[Data pulled from a collection]
+--

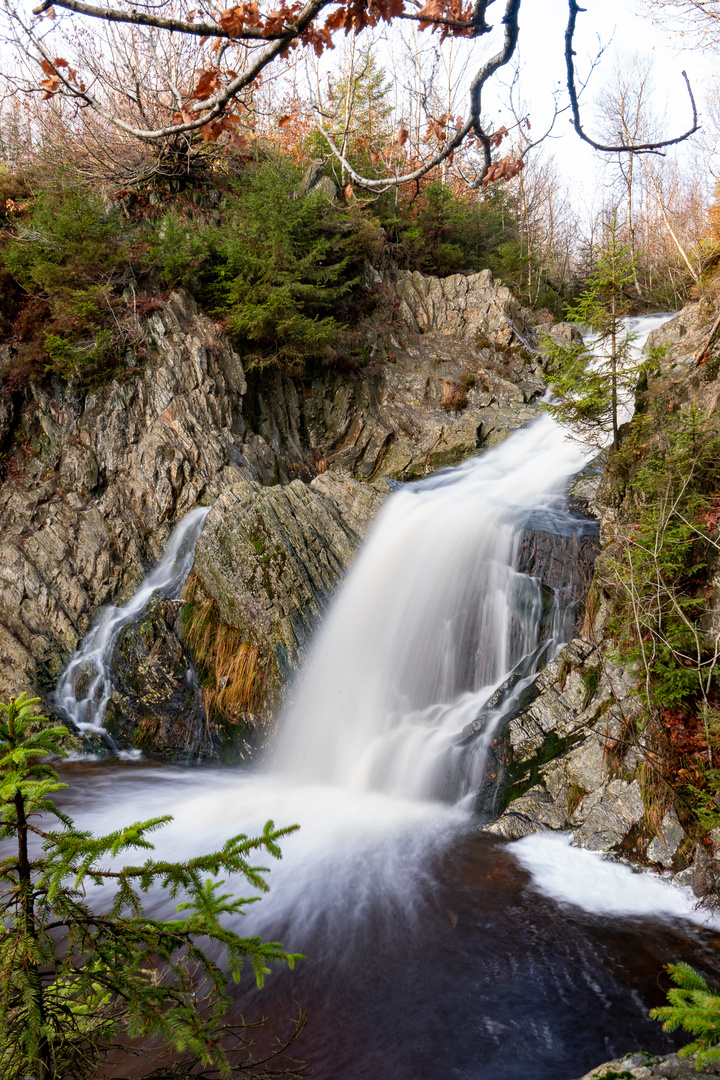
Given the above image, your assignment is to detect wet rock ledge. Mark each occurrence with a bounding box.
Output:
[580,1053,720,1080]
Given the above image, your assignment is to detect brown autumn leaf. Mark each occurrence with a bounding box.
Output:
[192,68,220,102]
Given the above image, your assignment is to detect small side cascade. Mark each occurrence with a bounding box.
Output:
[54,507,210,743]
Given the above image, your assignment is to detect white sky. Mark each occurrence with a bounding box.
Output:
[488,0,718,203]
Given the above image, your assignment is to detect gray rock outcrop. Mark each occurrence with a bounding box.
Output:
[483,638,691,870]
[580,1053,720,1080]
[187,472,390,677]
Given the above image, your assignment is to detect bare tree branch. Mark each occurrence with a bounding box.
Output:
[32,0,272,41]
[314,0,521,191]
[565,0,699,153]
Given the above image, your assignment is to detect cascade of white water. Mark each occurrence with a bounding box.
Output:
[54,507,209,733]
[269,416,585,798]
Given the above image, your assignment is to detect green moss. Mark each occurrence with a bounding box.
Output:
[580,664,602,710]
[498,730,585,815]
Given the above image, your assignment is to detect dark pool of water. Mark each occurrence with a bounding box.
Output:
[53,766,720,1080]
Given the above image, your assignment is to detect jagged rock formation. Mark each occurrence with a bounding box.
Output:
[0,263,544,742]
[241,270,545,483]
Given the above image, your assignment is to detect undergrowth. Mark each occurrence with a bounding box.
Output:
[603,402,720,836]
[0,152,383,392]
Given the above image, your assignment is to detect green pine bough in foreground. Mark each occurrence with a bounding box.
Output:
[0,694,720,1080]
[0,694,305,1080]
[650,963,720,1070]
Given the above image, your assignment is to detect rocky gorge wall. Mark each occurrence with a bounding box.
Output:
[484,300,720,902]
[0,271,545,756]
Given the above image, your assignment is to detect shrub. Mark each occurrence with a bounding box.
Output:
[0,694,302,1080]
[650,963,720,1070]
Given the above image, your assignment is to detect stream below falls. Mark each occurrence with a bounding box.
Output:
[52,315,720,1080]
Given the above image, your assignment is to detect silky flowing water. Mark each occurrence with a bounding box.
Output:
[55,308,719,1080]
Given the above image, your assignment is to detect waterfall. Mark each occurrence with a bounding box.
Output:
[273,416,587,801]
[54,507,209,739]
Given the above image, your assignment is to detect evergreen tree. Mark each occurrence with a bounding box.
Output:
[545,210,639,449]
[650,963,720,1070]
[0,694,303,1080]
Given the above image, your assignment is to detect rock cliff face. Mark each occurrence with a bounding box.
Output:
[0,263,544,752]
[485,302,720,894]
[241,270,545,483]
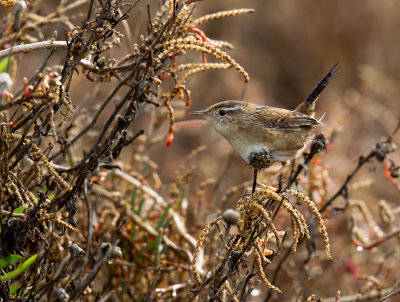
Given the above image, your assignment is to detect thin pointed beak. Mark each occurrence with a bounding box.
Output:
[191,110,207,115]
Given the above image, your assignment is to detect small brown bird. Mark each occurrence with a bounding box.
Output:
[192,64,339,193]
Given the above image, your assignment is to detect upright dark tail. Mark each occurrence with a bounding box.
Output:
[295,64,340,116]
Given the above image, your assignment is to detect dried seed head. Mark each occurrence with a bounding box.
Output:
[222,209,240,225]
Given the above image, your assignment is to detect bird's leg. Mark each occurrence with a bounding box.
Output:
[270,161,287,184]
[251,168,258,194]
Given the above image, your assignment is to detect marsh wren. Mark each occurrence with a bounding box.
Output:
[192,64,339,193]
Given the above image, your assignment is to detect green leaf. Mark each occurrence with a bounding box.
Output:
[0,254,37,281]
[0,254,22,268]
[13,206,25,214]
[156,203,172,229]
[0,57,14,73]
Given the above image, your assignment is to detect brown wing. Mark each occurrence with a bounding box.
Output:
[258,107,321,130]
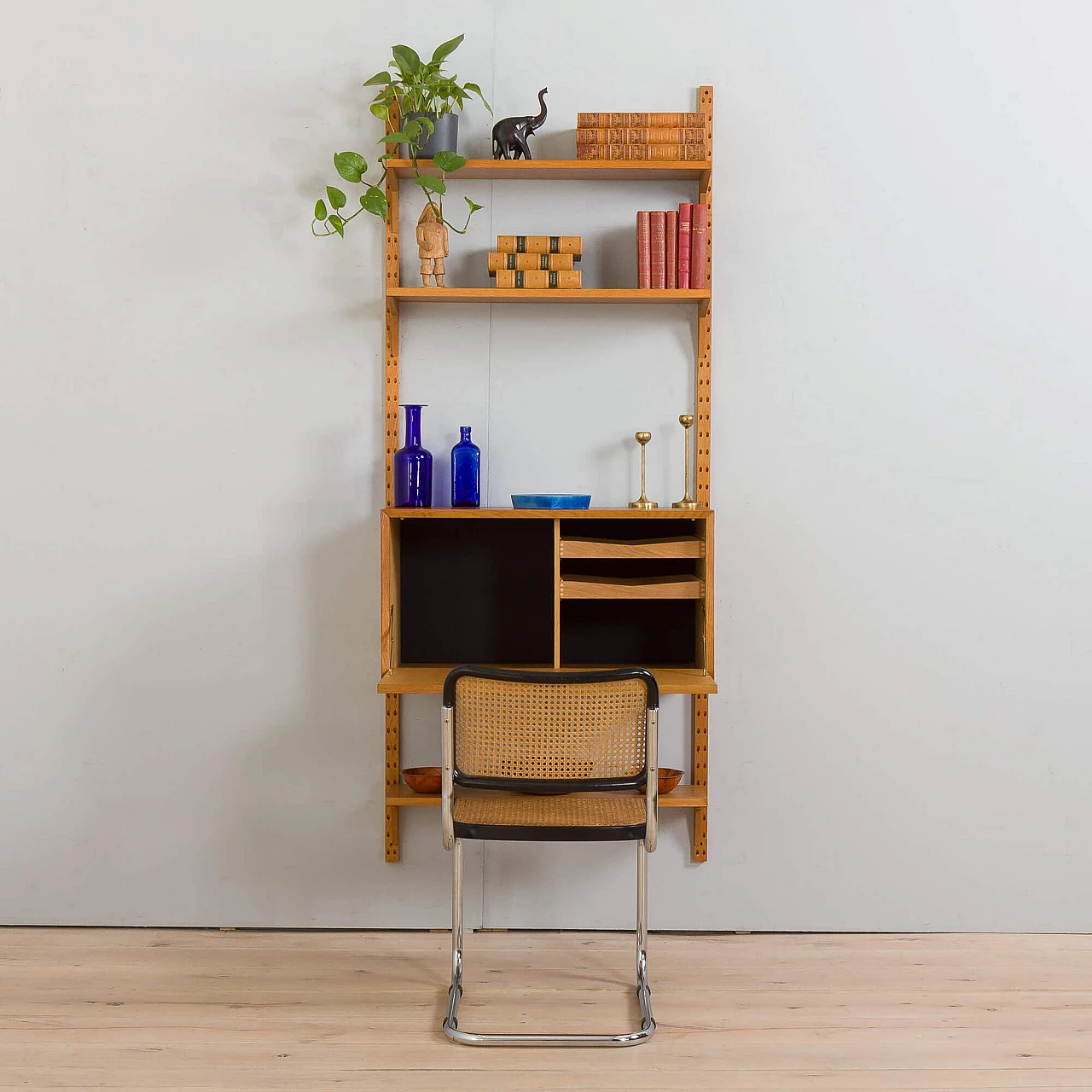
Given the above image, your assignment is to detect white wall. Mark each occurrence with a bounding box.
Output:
[0,0,1092,931]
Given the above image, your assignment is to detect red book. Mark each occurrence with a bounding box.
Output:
[664,208,679,288]
[678,201,694,288]
[648,212,667,288]
[690,204,709,288]
[636,212,652,288]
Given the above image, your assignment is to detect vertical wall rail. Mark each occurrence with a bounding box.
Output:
[690,694,709,863]
[691,86,714,862]
[554,520,561,667]
[694,86,713,508]
[380,104,402,862]
[383,694,402,863]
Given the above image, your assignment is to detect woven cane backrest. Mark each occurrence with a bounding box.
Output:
[454,675,648,780]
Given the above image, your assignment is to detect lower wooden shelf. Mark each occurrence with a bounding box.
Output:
[375,664,717,694]
[558,574,706,600]
[386,785,709,808]
[386,285,712,304]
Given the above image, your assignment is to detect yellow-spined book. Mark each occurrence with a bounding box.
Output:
[497,270,582,288]
[489,253,573,276]
[497,235,584,258]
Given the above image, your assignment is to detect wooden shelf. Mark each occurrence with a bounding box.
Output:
[561,574,706,600]
[375,664,717,694]
[386,285,711,304]
[386,160,712,183]
[558,537,706,561]
[386,785,707,808]
[383,508,713,520]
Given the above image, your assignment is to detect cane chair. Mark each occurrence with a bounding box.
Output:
[440,666,659,1046]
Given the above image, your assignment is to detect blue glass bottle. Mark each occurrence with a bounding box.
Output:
[451,425,481,508]
[394,406,433,508]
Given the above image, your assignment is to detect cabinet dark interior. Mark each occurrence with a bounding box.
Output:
[561,600,698,667]
[561,520,702,666]
[399,518,554,665]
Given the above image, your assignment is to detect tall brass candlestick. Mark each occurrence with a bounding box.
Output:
[629,433,659,508]
[671,413,698,508]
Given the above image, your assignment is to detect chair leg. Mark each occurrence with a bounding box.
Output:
[444,838,656,1046]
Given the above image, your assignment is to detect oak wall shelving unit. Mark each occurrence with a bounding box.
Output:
[378,86,717,862]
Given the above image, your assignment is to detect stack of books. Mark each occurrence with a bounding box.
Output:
[577,113,707,163]
[636,201,709,288]
[489,235,584,288]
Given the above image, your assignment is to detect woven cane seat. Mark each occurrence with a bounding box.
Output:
[452,793,647,842]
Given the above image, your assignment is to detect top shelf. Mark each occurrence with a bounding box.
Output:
[386,160,712,183]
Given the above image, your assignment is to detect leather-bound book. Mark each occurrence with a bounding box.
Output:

+--

- **PROBLEM DETAILS**
Reproduce these lines word for word: begin at the line containing "Given the above image, your assignment is to detect thin" and stop after the line containing "[295,64,340,116]".

- **OUTPUT FOR THIS EXERCISE**
Given the above image, your assignment is to detect thin pointed beak. Mark each occurrence with a bounding box.
Output:
[191,110,207,115]
Given the above image, your assignment is to detect small brown bird. Mark each occurrence with a bounding box.
Output:
[192,64,339,193]
Given the above image, your assignment is to detect upright dark tail. Mark each occurrence with a bounding box.
Output:
[295,64,340,116]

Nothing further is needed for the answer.